§ Text section
■ ■ ■ ■ ■ ■ ■
WRITE creates a new logical record in VSAM. For a KSDS, that means VSAM inserts the record into key sequence, which may consume free space in control intervals or trigger splits when the file is full. For an RRDS, WRITE places data into a slot according to relative addressing rules your program sets before the verb. For an ESDS, WRITE appends after the current high-used position unless your design uses a more specialized pattern documented by storage. This page contrasts WRITE with REWRITE so beginners stop using the wrong verb, explains OPEN mode prerequisites, walks duplicate key handling on UNIQUEKEY clusters, and reminds you that FILE STATUS after WRITE is as important as after READ when loads must be restartable. None of this replaces your compiler manual; it orients you before you read the formal syntax pages.
| Verb | What VSAM does |
|---|---|
| WRITE | Creates a new logical record; VSAM inserts into KSDS order or appends ESDS; allocates RRDS slot when inserting. |
| REWRITE | Replaces the record at the current VSAM position after a successful read-for-update style path. |
If your specification says “update the customer email field,” that is almost always REWRITE after READ, not WRITE. If the specification says “add a brand new customer row,” that is WRITE with a fresh key. Using WRITE for maintenance updates is how duplicate key incidents enter change-of-address jobs that ran fine in unit test with empty files.
1234567MOVE NEW-CUST-ID TO CUST-KEY MOVE NEW-CUST-NAME TO CUST-NAME WRITE CUST-RECORD END-WRITE IF WS-FS NOT = '00' PERFORM HANDLE-WRITE-ERROR END-IF
END-WRITE is optional in some dialects when no phrases follow; including it clarifies scope for nested programs. HANDLE-WRITE-ERROR should branch on duplicate versus space failures differently: duplicates may mean upstream feed resent a row, while space failures may trigger extend or operator notification. Always log the key value on failure for replay analysis but redact personally identifiable information per privacy policy.
■ ■ ■ ■ ■ ■ ■
§ Raw data
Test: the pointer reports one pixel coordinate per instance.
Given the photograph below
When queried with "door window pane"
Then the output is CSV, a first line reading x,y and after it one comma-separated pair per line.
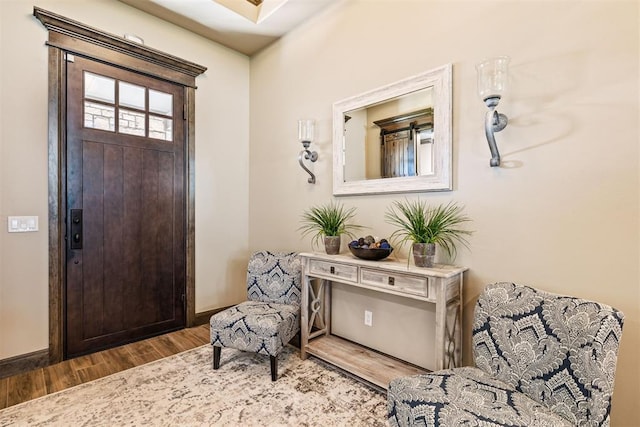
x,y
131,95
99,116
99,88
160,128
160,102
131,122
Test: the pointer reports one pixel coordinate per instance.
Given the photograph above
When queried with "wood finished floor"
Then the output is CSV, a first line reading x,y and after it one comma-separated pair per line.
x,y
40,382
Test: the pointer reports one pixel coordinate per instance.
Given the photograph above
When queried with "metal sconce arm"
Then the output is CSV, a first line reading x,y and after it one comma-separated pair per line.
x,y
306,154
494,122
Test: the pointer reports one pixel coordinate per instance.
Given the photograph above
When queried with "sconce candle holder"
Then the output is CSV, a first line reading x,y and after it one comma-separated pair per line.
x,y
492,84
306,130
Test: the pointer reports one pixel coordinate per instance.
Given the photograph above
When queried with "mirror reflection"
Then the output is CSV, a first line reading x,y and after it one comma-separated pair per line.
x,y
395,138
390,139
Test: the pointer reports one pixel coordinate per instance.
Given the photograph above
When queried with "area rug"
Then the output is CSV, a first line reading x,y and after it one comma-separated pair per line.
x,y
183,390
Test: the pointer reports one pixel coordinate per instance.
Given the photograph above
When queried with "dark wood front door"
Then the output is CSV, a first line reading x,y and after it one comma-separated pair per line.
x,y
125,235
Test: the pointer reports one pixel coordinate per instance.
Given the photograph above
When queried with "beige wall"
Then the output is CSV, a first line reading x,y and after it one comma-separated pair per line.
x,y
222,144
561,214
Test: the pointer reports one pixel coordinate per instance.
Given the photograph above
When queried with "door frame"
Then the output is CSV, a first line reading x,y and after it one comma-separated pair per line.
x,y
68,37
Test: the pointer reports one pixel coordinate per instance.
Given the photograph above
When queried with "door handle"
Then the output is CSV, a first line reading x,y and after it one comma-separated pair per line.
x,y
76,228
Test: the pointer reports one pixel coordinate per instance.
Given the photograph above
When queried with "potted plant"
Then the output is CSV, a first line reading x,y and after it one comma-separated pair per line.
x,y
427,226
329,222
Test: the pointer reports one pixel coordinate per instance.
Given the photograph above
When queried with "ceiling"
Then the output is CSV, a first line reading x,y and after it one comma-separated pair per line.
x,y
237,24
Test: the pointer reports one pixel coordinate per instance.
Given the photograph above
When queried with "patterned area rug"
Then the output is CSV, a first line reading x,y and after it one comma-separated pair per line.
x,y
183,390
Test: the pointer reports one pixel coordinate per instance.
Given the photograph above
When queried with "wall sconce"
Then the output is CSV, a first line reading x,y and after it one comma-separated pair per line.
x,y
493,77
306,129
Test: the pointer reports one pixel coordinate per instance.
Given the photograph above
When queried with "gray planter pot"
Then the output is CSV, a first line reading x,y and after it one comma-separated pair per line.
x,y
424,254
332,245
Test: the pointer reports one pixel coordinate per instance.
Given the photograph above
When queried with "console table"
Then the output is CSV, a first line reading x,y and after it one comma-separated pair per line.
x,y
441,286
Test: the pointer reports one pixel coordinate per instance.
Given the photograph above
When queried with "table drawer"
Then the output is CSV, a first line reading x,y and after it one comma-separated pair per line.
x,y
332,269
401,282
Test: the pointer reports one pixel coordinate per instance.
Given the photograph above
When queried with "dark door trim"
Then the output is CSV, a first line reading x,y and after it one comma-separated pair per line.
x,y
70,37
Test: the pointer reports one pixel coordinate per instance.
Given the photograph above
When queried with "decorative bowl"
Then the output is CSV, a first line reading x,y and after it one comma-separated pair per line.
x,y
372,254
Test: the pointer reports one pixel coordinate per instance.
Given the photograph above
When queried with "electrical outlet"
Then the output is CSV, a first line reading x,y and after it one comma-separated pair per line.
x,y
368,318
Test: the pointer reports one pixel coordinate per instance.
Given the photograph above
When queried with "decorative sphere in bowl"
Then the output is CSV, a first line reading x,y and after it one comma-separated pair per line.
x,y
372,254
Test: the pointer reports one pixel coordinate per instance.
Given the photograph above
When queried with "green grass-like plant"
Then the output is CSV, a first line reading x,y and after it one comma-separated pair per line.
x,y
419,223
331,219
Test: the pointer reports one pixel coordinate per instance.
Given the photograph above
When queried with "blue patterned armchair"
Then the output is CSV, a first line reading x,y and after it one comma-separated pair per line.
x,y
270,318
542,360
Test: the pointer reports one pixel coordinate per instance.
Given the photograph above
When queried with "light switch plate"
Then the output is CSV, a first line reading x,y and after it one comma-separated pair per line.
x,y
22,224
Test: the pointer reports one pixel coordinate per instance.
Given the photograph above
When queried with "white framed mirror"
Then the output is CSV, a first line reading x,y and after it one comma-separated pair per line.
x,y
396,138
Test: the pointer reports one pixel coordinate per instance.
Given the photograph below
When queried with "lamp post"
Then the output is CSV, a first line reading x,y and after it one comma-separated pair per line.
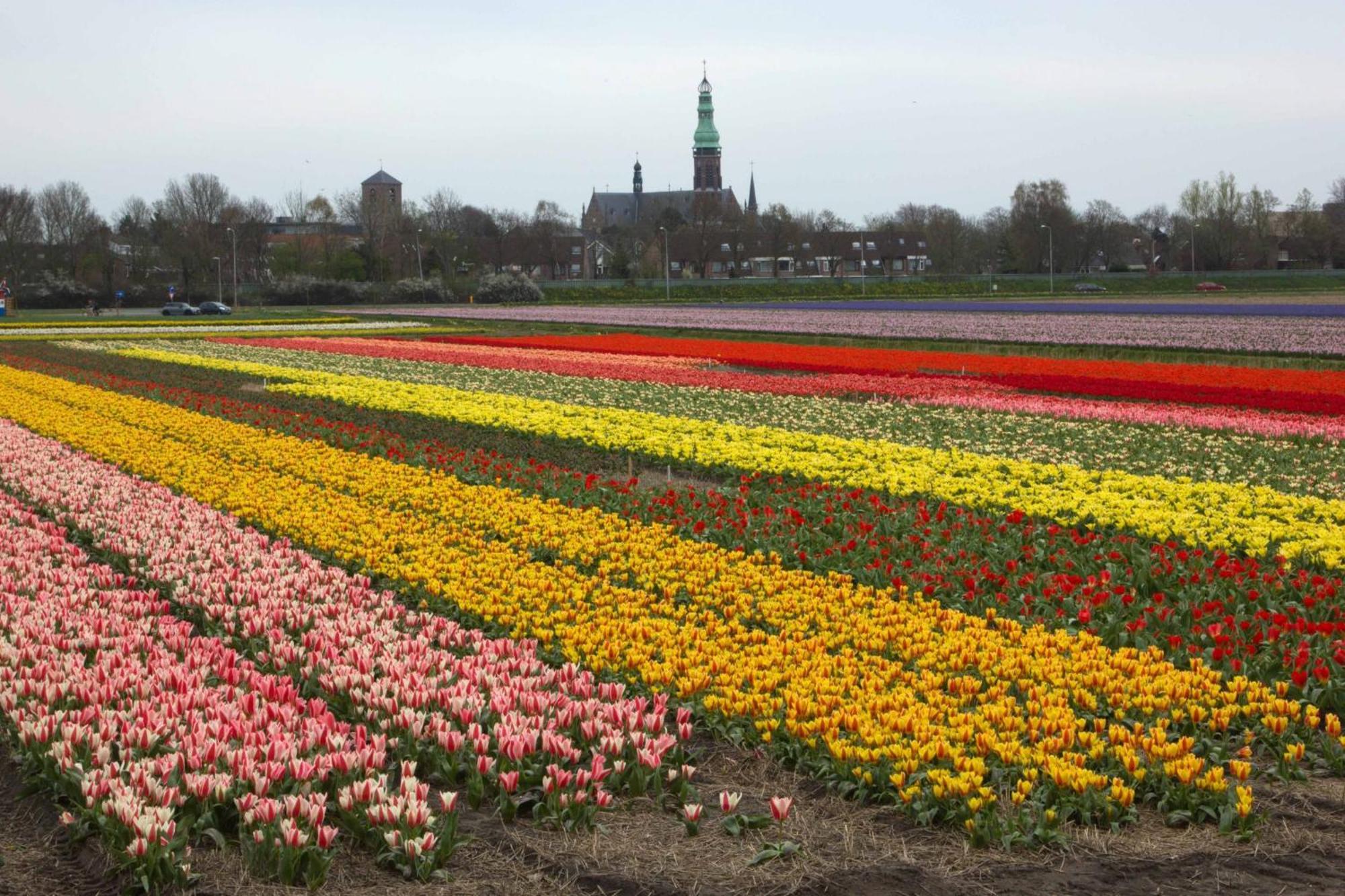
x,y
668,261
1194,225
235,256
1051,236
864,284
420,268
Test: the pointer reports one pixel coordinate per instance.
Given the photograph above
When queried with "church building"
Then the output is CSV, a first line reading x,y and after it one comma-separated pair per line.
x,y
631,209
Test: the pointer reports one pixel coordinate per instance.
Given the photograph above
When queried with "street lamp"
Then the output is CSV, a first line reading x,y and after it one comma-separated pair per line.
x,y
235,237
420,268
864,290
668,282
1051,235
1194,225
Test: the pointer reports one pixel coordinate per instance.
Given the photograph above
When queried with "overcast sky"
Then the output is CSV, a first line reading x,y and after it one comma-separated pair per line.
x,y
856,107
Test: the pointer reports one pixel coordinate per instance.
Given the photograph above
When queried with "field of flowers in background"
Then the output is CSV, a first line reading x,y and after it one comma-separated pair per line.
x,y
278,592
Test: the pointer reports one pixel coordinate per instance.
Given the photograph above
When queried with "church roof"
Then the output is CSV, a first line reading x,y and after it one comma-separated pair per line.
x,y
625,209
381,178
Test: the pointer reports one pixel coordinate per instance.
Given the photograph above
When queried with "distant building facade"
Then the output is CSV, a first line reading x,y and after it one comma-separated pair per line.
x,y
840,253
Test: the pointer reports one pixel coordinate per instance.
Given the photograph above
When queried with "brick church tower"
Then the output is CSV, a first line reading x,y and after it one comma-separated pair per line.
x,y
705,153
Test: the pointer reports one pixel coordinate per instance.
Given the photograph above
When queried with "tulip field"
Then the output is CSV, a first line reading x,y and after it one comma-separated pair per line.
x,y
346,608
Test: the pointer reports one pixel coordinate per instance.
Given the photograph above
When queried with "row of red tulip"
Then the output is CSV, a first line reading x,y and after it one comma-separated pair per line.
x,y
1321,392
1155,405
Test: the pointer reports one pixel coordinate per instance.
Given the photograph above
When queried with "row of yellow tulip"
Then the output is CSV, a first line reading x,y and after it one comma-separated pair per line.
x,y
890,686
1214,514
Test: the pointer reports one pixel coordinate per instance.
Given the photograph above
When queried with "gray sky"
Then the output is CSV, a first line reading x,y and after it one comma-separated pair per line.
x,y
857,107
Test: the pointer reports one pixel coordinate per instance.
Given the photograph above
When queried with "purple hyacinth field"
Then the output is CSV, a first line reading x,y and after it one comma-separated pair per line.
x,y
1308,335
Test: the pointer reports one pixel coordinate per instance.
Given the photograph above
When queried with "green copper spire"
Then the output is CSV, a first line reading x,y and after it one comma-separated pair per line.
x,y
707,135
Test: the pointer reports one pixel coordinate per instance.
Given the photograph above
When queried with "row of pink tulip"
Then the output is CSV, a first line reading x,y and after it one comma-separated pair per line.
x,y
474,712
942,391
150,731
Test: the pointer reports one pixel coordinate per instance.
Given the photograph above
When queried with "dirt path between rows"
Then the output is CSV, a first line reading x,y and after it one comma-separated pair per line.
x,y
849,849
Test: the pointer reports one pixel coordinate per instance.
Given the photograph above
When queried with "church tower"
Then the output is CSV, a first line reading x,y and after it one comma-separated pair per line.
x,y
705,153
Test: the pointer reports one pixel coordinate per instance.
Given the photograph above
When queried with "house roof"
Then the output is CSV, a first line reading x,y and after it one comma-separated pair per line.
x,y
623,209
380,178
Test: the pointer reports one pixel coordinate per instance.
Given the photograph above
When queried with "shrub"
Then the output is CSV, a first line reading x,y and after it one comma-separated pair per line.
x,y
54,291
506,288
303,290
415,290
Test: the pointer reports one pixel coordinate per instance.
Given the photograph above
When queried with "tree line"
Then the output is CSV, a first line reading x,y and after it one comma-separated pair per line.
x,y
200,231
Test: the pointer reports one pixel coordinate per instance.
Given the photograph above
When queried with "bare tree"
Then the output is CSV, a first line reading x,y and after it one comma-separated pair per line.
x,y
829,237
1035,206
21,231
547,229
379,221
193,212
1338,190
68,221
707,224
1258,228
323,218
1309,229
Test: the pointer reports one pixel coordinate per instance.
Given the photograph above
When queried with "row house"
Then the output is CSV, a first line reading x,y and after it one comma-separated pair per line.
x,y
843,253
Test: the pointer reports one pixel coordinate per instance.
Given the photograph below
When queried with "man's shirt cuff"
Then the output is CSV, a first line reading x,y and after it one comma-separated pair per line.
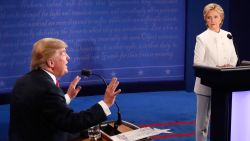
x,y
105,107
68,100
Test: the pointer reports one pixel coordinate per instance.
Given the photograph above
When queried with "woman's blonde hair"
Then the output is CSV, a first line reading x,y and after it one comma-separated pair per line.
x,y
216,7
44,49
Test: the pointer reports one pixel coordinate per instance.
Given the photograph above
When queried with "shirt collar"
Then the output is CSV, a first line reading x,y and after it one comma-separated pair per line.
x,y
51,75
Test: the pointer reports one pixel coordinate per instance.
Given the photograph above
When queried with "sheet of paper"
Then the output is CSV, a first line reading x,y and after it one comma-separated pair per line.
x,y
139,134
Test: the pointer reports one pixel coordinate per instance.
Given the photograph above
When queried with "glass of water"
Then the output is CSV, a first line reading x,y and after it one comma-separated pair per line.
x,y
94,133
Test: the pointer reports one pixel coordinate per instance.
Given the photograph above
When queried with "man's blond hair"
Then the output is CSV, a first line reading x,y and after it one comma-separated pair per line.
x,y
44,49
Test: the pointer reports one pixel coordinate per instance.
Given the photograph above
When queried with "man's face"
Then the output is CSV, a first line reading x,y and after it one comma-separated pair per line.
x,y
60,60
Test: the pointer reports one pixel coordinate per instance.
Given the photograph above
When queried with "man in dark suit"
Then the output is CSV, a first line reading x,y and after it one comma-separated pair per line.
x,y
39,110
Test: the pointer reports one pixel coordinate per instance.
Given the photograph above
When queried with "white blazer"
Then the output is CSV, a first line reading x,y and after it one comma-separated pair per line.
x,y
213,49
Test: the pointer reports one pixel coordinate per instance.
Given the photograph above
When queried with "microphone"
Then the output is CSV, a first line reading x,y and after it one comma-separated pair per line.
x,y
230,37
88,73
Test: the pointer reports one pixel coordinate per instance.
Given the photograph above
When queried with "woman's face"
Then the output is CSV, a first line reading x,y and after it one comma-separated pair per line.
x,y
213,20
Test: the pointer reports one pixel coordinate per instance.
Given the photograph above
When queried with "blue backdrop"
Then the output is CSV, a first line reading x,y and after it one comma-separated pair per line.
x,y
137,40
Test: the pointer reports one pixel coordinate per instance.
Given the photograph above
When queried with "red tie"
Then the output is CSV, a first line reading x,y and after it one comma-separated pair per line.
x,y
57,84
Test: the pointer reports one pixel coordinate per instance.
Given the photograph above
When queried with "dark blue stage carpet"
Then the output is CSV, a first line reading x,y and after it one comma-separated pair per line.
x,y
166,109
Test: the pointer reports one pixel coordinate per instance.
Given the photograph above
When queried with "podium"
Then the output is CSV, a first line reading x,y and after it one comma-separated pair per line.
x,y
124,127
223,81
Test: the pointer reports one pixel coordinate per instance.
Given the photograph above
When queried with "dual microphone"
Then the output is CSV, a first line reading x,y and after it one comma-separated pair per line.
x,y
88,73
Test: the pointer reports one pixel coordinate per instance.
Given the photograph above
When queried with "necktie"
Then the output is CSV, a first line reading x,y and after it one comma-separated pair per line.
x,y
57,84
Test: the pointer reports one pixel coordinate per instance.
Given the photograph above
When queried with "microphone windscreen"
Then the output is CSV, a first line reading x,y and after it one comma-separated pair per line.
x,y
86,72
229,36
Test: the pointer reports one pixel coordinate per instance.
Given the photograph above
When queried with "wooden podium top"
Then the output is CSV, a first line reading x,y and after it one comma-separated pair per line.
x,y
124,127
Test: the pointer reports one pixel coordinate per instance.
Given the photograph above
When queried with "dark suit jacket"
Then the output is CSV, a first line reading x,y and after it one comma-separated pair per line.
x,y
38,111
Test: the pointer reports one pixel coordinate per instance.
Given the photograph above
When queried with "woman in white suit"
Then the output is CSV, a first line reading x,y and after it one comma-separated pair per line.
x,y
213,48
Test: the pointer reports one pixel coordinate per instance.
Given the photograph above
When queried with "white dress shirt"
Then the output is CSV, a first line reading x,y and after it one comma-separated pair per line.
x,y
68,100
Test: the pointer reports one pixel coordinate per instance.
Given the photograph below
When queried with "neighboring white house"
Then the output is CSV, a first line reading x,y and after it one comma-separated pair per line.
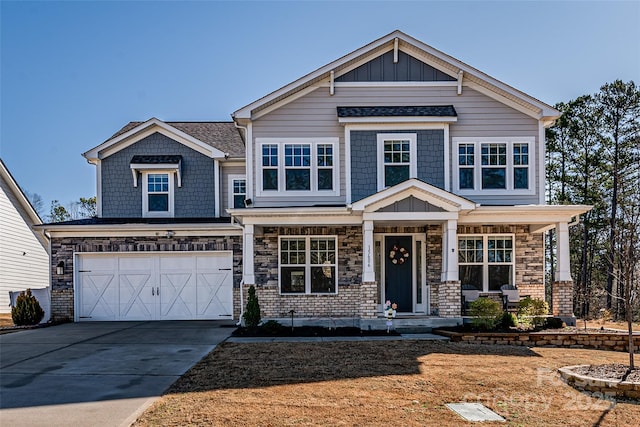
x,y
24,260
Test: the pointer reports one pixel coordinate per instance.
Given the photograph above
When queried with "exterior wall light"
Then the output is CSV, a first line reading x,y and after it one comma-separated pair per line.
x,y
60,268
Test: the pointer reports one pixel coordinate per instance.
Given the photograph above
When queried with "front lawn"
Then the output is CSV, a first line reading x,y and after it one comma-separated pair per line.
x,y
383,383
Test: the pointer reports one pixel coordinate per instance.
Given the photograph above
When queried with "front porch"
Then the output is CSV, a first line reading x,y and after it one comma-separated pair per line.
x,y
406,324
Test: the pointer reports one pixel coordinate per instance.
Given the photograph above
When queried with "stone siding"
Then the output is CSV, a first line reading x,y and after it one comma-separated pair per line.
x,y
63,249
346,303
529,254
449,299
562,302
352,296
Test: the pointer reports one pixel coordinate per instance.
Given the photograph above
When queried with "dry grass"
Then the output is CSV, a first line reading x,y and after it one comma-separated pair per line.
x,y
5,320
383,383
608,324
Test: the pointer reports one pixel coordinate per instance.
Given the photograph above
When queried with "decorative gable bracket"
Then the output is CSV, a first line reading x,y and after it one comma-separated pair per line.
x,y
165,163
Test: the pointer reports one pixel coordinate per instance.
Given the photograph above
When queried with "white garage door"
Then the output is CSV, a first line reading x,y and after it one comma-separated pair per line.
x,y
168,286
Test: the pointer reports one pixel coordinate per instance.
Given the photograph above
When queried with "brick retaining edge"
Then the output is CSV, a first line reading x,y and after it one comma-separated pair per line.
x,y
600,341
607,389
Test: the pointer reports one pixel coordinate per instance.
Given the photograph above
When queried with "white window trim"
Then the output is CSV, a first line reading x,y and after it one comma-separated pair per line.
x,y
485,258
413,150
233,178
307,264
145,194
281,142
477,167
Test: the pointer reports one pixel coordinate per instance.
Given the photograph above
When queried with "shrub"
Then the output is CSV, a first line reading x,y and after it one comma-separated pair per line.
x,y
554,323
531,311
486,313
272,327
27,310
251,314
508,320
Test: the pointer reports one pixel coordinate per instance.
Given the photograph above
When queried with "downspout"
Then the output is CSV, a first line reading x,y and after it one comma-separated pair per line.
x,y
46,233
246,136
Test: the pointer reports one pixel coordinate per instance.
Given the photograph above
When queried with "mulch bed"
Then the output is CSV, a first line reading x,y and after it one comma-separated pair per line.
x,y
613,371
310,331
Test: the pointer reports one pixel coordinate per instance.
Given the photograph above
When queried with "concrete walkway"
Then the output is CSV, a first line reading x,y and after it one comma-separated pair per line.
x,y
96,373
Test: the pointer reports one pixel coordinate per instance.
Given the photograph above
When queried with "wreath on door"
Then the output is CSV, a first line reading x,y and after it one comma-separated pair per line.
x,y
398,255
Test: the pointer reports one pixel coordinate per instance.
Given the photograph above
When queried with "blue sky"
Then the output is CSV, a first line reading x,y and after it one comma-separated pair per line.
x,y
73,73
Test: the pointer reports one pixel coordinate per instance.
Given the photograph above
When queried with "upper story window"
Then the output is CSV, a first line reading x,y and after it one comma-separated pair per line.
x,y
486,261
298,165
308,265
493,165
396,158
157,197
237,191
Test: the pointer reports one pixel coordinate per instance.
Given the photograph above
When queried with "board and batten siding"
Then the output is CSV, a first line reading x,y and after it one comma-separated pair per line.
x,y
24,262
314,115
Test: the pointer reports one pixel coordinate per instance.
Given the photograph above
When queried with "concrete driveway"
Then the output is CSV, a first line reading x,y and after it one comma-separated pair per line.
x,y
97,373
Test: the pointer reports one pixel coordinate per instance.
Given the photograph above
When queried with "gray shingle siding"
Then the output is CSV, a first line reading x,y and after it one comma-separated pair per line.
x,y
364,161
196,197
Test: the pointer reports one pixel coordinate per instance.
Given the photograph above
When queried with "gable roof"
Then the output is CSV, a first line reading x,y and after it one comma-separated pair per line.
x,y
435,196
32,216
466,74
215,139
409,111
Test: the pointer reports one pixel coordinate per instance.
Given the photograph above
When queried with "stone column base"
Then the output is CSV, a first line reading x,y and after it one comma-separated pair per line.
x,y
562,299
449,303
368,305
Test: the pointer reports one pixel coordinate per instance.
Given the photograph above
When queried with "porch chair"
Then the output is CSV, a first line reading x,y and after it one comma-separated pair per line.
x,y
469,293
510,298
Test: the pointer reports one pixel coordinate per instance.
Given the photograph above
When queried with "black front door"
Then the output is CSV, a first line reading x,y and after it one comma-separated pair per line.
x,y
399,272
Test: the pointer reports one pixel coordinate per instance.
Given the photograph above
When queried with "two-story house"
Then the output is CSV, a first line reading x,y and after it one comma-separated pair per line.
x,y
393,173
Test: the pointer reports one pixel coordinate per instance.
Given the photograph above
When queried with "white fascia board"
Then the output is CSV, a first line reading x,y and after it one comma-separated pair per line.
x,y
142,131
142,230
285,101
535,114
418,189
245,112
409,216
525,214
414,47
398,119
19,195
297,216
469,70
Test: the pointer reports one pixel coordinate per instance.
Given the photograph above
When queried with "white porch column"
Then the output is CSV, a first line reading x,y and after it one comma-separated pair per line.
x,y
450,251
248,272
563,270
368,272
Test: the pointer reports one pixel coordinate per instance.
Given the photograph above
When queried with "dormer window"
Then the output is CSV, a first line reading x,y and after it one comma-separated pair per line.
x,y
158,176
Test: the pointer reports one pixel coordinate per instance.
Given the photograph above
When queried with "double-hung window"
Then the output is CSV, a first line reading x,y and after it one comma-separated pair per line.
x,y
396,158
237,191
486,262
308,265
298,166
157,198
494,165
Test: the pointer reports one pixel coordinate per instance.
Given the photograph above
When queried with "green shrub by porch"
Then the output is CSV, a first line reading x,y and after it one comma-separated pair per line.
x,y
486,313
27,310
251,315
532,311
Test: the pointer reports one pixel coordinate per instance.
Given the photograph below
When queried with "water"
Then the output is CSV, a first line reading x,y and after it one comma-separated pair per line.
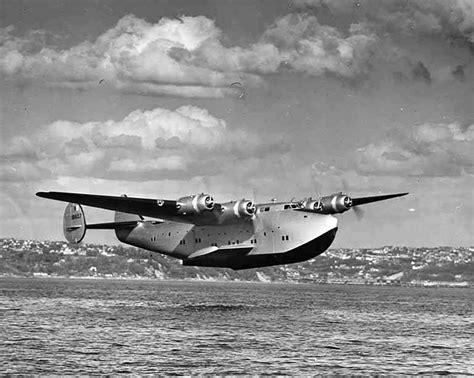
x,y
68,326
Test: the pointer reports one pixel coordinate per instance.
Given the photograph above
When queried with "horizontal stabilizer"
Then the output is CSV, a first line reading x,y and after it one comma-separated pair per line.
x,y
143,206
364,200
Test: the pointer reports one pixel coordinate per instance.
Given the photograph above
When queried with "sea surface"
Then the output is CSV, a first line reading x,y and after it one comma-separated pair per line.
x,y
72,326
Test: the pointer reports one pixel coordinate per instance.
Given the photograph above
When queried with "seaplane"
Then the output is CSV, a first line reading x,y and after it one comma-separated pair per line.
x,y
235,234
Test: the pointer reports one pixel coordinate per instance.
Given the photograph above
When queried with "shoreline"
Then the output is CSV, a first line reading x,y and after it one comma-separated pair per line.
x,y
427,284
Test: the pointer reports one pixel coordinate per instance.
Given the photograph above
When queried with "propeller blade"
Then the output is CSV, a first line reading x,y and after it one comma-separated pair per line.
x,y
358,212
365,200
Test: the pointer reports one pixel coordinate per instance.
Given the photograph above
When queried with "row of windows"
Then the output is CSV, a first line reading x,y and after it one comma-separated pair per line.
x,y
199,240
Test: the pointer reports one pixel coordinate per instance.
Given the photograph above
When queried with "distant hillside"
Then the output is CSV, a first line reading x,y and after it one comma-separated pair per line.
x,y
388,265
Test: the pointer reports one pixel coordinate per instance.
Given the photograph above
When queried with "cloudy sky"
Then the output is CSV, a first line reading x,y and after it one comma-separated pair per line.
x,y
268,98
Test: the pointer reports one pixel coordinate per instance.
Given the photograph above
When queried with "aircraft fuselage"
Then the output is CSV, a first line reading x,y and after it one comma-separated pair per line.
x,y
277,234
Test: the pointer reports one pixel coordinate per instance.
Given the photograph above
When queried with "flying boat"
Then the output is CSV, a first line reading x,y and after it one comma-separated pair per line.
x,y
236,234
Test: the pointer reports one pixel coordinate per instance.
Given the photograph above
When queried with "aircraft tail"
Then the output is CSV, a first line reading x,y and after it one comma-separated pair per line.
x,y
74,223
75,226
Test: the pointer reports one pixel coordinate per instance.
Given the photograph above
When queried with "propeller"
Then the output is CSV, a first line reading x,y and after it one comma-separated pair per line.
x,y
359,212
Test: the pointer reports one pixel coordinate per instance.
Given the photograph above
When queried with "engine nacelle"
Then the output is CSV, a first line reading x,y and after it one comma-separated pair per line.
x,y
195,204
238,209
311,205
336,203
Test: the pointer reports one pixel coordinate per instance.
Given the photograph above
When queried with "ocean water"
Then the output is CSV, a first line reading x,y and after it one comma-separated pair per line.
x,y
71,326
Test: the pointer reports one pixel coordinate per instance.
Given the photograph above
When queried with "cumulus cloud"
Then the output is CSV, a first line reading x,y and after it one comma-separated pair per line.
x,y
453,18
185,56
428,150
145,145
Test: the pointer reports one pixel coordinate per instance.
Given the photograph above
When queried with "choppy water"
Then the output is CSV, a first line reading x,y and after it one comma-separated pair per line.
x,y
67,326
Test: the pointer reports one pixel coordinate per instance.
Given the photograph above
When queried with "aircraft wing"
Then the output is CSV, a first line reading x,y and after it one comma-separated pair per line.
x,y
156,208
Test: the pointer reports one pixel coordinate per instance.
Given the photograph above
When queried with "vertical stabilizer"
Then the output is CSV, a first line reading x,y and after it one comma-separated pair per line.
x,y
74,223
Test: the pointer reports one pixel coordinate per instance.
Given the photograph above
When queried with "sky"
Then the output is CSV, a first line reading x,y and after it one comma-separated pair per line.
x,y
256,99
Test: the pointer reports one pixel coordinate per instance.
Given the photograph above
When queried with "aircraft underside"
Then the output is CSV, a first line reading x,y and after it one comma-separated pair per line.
■ ■ ■ ■ ■ ■ ■
§ List of tasks
A. Reproduce everything in the VSAM WRITE passage from "1234567MOVE NEW-CUST-ID TO" down to "per privacy policy.", word for word.
B. Pick up the passage on the COBOL WRITE verb for VSAM files and continue it after its final sentence.

§ Answers to each task
A.
1234567MOVE NEW-CUST-ID TO CUST-KEY MOVE NEW-CUST-NAME TO CUST-NAME WRITE CUST-RECORD END-WRITE IF WS-FS NOT = '00' PERFORM HANDLE-WRITE-ERROR END-IF
END-WRITE is optional in some dialects when no phrases follow; including it clarifies scope for nested programs. HANDLE-WRITE-ERROR should branch on duplicate versus space failures differently: duplicates may mean upstream feed resent a row, while space failures may trigger extend or operator notification. Always log the key value on failure for replay analysis but redact personally identifiable information per privacy policy.

B.
DEFINE CLUSTER with UNIQUEKEY forbids two records with the same primary key. NONUNIQUEKEY allows duplicates and shifts responsibility to program logic for disambiguation, often using browse sequences. When WRITE hits a duplicate on a unique cluster, treat it as a data quality defect unless the job is idempotent by design. When duplicates are allowed, decide whether WRITE always adds another duplicate row or whether the business prefers REWRITE to the first duplicate; that decision belongs in the functional spec, not in the mind of whichever programmer touched the file last year.
RRDS WRITE often targets a slot chosen by moving a value into RELATIVE KEY before WRITE. Writing into an occupied slot may replace or fail depending on define options and program pattern; empty slots versus deleted slots have nuanced semantics documented in VSAM materials. Beginners should build tiny sandbox files and log FILE STATUS for each experiment rather than inferring behavior from forum posts written for different z/OS levels.
Heavy random INSERT workloads cause CI splits and eventually CA splits, which show up as elapsed time spikes, not as COBOL compile warnings. Capacity planning ties WRITE rates back to FREESPACE and CI sizing chosen at DEFINE time. When loads slow mysteriously mid-job, ask storage for LISTCAT statistics and SMF before blaming COBOL.
Initial load programs often sort input into key order and may use different OPEN modes or utility paths than nightly incremental jobs that insert straggler rows. Sorting before WRITE reduces random insert cost when the job can be organized that way. Conversely, message-driven inserts cannot be sorted globally because time order is business meaning; those jobs rely on FREESPACE and CI tuning instead. Document which pattern each job implements so operators know whether a spike is expected seasonal load or a regression.
If a long WRITE loop fails halfway, determine whether partial commits are acceptable. VSAM does not give you SQL SAVEPOINT semantics in pure COBOL; you must track the last successfully written key in a checkpoint dataset and skip those keys on restart. Coordinate checkpoint file placement with disaster recovery so the restart file survives the same outage that killed the primary job.
WRITE is adding a brand new name tag toy to the shelf in the right alphabetical spot. If that name tag already exists and the shelf rule says no doubles, the librarian shakes their head—that is duplicate key. REWRITE is polishing an old toy that is already in your hand after you took it off the shelf to look at it. You cannot polish a toy you never picked up, and you cannot add a duplicate tag when the rule says one tag only.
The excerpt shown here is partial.